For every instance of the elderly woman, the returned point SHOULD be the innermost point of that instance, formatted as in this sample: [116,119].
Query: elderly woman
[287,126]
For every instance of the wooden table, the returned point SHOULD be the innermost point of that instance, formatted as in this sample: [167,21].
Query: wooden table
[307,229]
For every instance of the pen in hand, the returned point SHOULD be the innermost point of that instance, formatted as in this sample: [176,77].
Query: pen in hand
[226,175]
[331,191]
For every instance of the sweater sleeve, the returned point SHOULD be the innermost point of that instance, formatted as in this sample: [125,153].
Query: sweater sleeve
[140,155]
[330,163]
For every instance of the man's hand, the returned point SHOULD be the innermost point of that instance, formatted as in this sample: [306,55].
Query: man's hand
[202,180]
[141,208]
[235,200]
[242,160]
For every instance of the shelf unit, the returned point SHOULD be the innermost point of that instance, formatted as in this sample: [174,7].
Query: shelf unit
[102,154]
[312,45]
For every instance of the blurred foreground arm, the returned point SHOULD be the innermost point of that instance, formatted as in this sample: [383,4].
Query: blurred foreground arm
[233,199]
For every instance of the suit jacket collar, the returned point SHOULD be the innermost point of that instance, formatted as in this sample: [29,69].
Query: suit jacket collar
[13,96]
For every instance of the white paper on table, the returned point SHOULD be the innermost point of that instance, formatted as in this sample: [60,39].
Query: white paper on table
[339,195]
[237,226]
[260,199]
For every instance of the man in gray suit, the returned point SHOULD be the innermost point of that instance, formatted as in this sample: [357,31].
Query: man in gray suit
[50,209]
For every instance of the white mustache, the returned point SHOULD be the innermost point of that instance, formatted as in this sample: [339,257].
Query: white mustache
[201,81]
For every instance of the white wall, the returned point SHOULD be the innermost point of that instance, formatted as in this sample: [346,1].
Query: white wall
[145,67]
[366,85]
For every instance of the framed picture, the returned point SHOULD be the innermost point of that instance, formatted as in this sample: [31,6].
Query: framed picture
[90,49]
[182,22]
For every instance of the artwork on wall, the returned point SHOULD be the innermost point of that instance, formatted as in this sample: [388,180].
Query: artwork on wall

----------------------------------------

• _Work task_: In the entries above, identify every line with the string "artwork".

• _Answer section_:
For every instance of the artwork on wall, the returned point SHOULD be the innermost point of that instance, formatted as in this sample: [388,180].
Query: artwork on wall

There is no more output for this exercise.